### Dataset entries
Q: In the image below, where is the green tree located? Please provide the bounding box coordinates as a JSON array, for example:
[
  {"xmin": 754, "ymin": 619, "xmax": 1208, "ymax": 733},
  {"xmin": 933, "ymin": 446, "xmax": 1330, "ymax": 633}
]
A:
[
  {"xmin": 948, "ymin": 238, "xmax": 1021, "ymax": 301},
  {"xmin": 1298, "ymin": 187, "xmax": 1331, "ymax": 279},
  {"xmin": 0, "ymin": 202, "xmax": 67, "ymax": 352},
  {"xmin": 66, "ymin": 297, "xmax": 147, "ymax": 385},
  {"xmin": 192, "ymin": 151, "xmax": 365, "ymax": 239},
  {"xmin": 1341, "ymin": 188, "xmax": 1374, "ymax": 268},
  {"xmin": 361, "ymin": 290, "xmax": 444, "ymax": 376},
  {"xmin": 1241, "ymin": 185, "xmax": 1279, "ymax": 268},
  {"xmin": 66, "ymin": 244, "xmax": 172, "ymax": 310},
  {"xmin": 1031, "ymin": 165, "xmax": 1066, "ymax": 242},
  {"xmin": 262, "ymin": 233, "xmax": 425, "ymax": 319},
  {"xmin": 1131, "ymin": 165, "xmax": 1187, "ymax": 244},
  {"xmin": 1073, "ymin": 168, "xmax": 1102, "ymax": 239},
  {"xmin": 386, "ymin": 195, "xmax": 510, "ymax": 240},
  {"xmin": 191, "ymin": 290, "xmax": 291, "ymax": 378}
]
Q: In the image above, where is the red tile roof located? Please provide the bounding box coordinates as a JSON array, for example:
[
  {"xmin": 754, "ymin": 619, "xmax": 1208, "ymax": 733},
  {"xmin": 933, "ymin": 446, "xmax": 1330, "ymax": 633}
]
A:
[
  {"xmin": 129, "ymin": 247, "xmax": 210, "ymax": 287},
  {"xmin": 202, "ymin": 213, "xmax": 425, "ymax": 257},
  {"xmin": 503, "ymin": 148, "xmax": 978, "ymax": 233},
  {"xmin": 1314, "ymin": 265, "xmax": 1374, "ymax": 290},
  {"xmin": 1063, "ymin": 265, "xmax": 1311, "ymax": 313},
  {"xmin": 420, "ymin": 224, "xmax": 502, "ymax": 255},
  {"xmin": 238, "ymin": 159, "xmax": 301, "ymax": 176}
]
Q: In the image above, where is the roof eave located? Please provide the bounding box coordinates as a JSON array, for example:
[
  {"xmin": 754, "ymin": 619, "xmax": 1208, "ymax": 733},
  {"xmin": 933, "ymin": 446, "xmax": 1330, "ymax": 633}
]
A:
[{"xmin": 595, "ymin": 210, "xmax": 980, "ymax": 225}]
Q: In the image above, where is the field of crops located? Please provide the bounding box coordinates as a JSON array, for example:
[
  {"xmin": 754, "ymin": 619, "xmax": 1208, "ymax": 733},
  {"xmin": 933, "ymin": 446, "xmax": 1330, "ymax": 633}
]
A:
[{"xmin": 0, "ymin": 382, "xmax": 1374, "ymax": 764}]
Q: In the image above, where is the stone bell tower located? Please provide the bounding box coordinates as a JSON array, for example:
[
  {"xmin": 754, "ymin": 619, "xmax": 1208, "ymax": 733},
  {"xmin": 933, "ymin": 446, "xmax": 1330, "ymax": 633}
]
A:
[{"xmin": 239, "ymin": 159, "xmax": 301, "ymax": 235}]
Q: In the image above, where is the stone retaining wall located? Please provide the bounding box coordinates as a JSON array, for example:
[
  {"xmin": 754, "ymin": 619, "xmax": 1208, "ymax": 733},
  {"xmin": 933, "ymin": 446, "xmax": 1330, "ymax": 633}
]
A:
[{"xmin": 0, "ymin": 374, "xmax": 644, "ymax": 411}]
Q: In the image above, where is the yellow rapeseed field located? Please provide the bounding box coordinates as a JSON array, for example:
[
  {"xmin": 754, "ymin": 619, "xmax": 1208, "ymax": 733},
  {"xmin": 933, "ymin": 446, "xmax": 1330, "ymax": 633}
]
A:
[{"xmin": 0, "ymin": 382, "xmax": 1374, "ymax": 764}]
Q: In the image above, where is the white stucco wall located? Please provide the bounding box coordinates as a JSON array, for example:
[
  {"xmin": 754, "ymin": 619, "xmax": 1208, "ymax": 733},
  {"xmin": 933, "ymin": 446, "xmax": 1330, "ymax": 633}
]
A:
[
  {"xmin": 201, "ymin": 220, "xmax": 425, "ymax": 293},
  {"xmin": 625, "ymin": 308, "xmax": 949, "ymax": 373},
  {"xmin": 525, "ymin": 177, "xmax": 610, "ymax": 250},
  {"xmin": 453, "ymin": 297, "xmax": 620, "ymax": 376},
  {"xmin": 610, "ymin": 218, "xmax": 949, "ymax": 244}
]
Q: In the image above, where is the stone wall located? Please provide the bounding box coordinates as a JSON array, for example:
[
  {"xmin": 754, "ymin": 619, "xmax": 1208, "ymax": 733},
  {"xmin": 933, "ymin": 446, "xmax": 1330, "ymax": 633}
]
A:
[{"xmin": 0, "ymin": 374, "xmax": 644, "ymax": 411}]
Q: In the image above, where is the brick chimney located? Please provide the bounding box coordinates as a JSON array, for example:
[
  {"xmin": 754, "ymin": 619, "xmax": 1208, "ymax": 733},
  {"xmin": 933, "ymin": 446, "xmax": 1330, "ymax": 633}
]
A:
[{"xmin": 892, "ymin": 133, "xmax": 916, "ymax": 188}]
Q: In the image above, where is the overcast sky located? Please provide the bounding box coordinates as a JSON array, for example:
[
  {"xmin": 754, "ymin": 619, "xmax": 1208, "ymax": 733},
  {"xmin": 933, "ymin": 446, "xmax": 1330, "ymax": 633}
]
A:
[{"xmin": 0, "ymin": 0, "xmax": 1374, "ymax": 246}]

### Stated problem
Copy the listing above, starting at the line that has "Q: In the image above, where is the brick" and running to its last line, with "overcast sky" changed to "cloudy sky" and nothing else altered.

### Final result
Q: In the image above, where is the brick chimney located? Please provide the bounding box coordinates as a JSON array, for example:
[
  {"xmin": 754, "ymin": 619, "xmax": 1208, "ymax": 733},
  {"xmin": 933, "ymin": 446, "xmax": 1330, "ymax": 633}
]
A:
[{"xmin": 892, "ymin": 133, "xmax": 916, "ymax": 188}]
Q: In the image above, where is the cloudy sky located? Please provide the bounding box coordinates as a JSON array, for example:
[
  {"xmin": 754, "ymin": 619, "xmax": 1208, "ymax": 733},
  {"xmin": 933, "ymin": 446, "xmax": 1330, "ymax": 633}
]
A:
[{"xmin": 0, "ymin": 0, "xmax": 1374, "ymax": 246}]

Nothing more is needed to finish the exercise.